» Exercise objective: Retype all the rows below word for word, leaving out the pictures.

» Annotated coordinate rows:
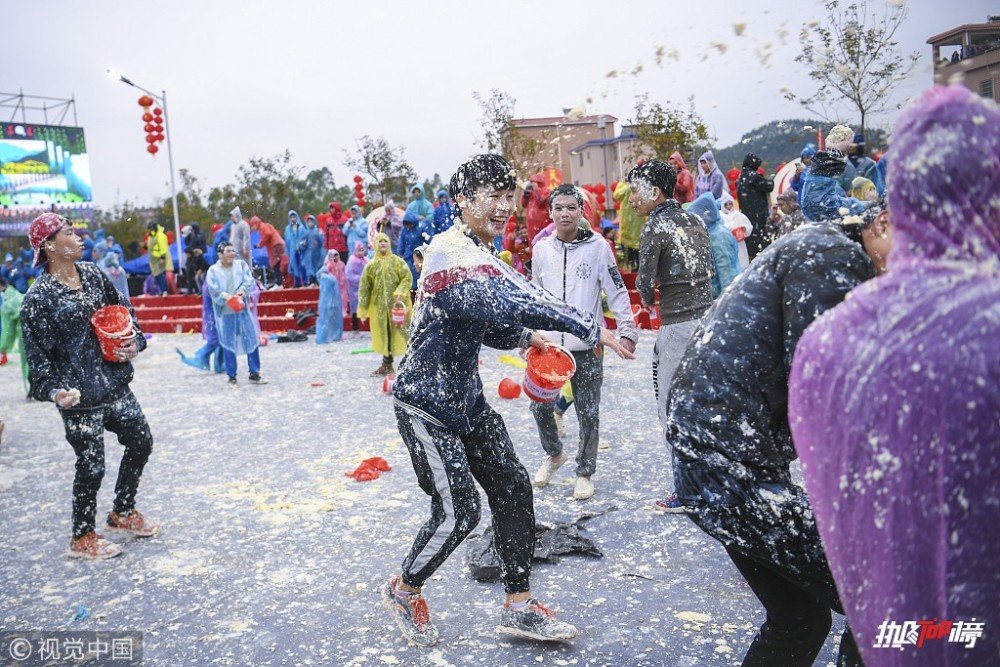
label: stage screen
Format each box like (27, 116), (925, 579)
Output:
(0, 123), (93, 236)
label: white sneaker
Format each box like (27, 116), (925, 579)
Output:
(535, 452), (569, 488)
(573, 477), (594, 500)
(553, 412), (566, 438)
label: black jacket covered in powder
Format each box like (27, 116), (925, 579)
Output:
(635, 199), (714, 326)
(21, 262), (146, 408)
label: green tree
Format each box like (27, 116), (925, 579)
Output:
(631, 94), (714, 160)
(785, 0), (920, 134)
(343, 134), (417, 206)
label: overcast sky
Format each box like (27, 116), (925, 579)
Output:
(7, 0), (1000, 206)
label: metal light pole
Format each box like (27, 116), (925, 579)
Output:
(107, 68), (184, 272)
(596, 112), (611, 218)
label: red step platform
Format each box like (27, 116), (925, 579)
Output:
(132, 273), (654, 333)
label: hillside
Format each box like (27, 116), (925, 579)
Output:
(713, 118), (886, 172)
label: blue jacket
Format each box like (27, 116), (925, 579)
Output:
(802, 174), (872, 222)
(393, 220), (600, 434)
(285, 211), (306, 278)
(406, 183), (434, 222)
(688, 192), (740, 299)
(343, 213), (368, 262)
(434, 190), (455, 234)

» Answer to the exercise:
label: stage screen
Format each box like (27, 116), (925, 579)
Output:
(0, 123), (93, 236)
label: white sneaker
Format each box like (27, 116), (925, 579)
Output:
(535, 452), (569, 488)
(573, 477), (594, 500)
(553, 412), (566, 438)
label: black jacket covered in powder
Format each box like (27, 116), (925, 579)
Output:
(635, 199), (714, 326)
(21, 262), (146, 408)
label: green tree
Format each box like (27, 116), (925, 579)
Output:
(631, 94), (714, 160)
(785, 0), (920, 134)
(343, 134), (417, 206)
label: overcast sky
Format each box like (27, 116), (925, 579)
Output:
(7, 0), (1000, 206)
label: metal light pole
Format each box like (27, 116), (925, 579)
Output:
(107, 68), (184, 272)
(596, 112), (611, 218)
label: red step platform
Format each box like (27, 116), (925, 579)
Output:
(132, 273), (654, 333)
label: hillside
Format each box like (27, 116), (925, 579)
Output:
(713, 118), (886, 172)
label: blue jacket
Format each box like (27, 116), (925, 579)
Output:
(802, 174), (872, 222)
(393, 220), (600, 434)
(285, 211), (306, 278)
(406, 183), (434, 222)
(688, 192), (740, 299)
(343, 213), (368, 262)
(434, 190), (455, 234)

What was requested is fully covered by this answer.